DATA PROVIDED:
══════════

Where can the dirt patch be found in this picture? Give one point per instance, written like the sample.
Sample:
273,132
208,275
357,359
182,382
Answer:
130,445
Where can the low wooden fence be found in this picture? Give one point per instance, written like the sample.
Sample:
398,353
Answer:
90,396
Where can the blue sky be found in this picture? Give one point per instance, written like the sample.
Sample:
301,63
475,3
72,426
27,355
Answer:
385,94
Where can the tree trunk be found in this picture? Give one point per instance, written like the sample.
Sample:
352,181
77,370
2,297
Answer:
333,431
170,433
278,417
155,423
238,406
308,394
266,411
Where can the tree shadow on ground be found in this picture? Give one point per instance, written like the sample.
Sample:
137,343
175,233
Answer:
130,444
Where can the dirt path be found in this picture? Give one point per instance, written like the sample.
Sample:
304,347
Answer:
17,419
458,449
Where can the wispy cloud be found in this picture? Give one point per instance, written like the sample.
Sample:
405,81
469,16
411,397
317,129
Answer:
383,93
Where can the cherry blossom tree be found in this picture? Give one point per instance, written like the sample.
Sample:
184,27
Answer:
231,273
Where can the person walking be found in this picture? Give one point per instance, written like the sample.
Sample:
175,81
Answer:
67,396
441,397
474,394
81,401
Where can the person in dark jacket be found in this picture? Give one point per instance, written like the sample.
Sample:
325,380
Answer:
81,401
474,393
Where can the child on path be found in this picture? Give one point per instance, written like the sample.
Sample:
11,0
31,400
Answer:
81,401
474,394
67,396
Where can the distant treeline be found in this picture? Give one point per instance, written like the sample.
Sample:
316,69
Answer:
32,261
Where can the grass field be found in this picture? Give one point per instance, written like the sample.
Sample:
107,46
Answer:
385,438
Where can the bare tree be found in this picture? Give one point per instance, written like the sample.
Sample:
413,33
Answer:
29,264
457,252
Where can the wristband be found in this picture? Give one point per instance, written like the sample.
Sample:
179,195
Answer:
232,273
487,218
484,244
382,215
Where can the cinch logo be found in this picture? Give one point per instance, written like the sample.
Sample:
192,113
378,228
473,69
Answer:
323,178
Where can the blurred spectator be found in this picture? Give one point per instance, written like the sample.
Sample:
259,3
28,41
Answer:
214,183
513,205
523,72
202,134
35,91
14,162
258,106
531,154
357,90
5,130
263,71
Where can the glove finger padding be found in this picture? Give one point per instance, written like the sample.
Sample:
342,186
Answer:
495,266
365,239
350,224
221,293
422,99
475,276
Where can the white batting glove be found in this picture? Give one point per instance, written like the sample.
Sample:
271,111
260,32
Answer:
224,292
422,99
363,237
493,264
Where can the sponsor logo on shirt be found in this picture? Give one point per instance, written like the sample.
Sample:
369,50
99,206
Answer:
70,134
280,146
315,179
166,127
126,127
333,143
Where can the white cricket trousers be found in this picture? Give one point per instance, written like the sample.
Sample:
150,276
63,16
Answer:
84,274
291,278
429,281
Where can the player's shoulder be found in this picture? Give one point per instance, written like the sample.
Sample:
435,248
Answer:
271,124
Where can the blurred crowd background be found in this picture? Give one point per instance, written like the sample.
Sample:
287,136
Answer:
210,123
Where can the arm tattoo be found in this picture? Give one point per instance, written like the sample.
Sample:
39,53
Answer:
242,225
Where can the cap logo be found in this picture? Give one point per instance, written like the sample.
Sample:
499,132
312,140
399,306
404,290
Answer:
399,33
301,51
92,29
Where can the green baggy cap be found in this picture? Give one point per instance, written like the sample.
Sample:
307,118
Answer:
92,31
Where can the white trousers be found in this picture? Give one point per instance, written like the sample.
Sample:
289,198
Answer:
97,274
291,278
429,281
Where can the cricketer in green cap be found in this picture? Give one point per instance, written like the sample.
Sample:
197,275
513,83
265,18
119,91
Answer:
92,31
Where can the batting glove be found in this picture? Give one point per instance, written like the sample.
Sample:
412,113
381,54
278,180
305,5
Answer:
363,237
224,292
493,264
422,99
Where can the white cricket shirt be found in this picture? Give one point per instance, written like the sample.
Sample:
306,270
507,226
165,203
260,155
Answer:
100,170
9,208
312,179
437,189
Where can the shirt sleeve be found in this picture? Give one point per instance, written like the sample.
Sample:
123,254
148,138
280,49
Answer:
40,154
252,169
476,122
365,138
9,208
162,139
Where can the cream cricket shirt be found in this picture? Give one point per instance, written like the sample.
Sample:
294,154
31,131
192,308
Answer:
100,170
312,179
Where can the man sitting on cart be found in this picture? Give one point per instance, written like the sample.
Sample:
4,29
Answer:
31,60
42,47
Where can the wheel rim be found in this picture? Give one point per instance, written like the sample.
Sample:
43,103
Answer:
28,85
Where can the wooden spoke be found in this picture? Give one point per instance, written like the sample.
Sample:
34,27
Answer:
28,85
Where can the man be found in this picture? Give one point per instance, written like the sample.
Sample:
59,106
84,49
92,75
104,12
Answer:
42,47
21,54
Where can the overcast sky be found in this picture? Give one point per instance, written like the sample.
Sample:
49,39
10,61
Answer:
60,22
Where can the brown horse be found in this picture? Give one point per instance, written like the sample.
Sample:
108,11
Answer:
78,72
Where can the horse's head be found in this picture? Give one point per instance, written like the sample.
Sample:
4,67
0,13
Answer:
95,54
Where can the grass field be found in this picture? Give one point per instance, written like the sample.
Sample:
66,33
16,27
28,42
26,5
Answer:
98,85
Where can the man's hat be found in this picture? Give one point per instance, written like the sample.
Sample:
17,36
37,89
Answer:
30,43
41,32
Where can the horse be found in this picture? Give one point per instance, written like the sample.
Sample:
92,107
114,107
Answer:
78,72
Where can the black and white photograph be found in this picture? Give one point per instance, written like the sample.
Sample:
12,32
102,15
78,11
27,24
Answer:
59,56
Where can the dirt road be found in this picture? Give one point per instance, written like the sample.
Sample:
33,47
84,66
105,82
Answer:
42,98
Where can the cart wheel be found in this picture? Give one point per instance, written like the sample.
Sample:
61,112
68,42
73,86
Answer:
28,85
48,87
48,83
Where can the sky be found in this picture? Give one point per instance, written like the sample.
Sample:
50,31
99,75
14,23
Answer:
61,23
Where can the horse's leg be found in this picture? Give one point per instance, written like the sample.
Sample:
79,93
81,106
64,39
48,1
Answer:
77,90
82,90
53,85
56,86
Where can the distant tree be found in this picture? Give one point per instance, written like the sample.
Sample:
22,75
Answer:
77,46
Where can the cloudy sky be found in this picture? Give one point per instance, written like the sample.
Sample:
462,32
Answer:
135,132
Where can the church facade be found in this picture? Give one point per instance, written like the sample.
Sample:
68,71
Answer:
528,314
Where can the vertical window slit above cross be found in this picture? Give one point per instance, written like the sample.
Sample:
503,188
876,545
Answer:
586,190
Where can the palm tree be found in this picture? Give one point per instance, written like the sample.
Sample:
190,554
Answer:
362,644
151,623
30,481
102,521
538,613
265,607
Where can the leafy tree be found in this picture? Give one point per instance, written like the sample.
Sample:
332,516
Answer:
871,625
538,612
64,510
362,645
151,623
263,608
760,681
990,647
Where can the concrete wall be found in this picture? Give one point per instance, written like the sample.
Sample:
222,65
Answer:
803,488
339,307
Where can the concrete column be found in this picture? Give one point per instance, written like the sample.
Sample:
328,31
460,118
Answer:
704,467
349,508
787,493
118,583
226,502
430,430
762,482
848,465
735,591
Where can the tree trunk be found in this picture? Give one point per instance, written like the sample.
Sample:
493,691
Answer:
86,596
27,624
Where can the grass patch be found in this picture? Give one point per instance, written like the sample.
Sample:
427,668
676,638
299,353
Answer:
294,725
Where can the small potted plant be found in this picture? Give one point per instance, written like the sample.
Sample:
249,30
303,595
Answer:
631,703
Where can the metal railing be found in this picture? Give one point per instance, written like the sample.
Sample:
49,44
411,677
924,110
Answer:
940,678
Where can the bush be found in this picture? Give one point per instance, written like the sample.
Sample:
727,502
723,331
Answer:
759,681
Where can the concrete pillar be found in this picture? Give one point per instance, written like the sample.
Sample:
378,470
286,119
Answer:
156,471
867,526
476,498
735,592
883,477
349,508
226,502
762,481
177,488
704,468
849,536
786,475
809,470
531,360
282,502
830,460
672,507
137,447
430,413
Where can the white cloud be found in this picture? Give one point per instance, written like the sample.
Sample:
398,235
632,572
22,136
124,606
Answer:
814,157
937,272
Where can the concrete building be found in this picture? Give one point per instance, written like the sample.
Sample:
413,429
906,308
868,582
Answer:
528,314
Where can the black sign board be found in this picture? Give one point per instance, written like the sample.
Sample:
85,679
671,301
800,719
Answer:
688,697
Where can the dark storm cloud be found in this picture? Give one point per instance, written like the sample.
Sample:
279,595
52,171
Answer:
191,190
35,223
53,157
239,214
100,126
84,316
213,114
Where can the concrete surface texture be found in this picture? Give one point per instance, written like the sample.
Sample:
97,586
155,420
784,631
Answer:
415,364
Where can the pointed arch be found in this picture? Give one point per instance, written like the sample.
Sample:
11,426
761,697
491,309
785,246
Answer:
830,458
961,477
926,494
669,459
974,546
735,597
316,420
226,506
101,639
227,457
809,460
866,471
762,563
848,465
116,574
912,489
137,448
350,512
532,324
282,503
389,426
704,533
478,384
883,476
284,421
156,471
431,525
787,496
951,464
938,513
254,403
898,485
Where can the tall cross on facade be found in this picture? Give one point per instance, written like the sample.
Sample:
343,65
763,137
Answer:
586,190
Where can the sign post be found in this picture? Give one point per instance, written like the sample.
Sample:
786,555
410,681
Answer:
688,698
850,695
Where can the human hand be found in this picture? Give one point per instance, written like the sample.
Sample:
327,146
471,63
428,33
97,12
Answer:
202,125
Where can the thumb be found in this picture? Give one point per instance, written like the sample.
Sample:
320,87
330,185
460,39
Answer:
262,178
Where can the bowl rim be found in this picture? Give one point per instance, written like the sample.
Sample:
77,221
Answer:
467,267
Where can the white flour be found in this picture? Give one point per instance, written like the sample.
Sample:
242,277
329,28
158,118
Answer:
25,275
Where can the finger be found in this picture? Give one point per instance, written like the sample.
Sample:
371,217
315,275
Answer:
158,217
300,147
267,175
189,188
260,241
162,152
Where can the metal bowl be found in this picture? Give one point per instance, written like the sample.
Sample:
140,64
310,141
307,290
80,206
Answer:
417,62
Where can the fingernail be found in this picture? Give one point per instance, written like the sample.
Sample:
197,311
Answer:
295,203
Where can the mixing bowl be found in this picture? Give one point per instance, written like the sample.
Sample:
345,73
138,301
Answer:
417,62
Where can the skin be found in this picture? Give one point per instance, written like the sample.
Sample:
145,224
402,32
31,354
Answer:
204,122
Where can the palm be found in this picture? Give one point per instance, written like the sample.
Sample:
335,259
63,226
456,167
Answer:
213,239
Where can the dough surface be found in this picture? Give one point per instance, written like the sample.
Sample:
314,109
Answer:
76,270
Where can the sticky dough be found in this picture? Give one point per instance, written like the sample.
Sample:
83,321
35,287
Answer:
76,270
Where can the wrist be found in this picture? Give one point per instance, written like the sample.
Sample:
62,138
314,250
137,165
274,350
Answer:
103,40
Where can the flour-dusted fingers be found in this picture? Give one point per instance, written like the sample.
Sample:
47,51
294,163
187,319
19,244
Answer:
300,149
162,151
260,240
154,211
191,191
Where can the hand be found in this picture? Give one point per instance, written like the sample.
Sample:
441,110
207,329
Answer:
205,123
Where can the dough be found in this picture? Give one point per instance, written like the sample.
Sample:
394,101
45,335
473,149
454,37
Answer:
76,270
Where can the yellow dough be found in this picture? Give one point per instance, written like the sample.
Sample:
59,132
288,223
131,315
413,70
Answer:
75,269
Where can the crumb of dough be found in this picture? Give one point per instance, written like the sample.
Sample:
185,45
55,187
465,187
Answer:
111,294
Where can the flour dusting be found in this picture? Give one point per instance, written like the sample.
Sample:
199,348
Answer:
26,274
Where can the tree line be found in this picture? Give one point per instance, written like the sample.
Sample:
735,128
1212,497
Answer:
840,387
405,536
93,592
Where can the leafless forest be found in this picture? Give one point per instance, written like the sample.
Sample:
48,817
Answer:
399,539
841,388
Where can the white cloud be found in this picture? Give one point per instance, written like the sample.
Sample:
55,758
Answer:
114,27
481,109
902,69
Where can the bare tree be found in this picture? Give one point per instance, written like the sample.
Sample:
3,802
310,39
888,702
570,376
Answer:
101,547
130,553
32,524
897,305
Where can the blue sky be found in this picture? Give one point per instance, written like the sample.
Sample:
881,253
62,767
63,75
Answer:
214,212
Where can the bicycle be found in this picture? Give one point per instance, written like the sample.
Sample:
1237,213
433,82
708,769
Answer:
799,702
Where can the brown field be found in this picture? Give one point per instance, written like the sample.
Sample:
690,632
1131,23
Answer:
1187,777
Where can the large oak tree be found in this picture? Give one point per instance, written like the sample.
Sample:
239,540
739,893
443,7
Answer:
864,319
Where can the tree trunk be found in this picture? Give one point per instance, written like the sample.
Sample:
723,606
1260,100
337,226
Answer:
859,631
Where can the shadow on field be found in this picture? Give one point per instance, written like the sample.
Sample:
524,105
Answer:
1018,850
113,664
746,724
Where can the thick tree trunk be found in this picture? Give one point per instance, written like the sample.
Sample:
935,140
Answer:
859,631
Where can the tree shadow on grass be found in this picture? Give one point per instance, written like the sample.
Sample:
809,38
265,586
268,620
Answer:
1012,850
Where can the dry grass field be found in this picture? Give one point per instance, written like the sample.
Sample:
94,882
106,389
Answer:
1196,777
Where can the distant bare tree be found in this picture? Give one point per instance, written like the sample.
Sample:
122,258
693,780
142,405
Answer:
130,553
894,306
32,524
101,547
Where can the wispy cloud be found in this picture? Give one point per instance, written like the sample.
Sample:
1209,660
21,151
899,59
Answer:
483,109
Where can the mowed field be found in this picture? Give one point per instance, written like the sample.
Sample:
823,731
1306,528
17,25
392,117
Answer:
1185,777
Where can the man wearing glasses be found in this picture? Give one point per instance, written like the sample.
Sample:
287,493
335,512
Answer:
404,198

══════════

Report back each line in the material above that contains the string "wooden".

Where can the low wooden fence be found in this picture? Give one point per instance, written like the sample.
Where can the wooden spoke be found in this picture? Give one point per instance, written like the sample.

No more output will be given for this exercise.